Data excerpts =
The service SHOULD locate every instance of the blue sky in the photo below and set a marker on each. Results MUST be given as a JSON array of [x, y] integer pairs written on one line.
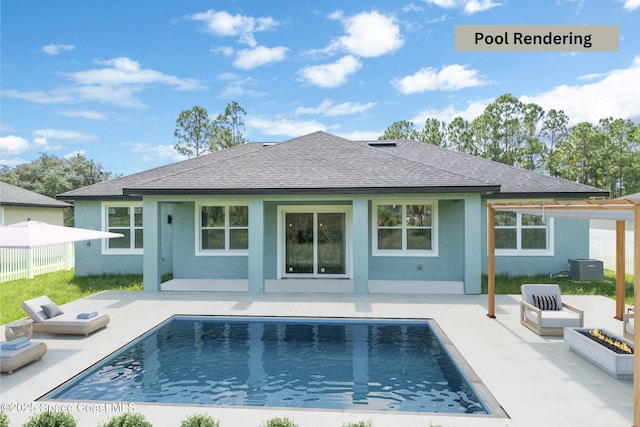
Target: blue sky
[[108, 79]]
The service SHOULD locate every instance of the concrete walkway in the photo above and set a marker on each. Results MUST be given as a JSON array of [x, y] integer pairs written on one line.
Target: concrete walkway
[[538, 381]]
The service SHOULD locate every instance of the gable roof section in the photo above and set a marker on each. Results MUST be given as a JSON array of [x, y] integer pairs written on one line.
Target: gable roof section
[[11, 195], [324, 163]]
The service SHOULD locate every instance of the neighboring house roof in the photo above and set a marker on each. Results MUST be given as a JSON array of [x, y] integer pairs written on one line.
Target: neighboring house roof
[[324, 163], [11, 195]]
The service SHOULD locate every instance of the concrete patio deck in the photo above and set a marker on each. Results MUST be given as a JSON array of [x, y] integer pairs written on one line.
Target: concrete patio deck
[[537, 380]]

Task details = Write out the records from the very start down to the line containing "[[108, 79]]", including that line, and leave the pictures out.

Correct result =
The service SHOULD locate every instance of the blue sky in the photo below and set a marker on each. Results MUST be given as a JSON array of [x, y] integer pairs written on one line.
Target: blue sky
[[108, 79]]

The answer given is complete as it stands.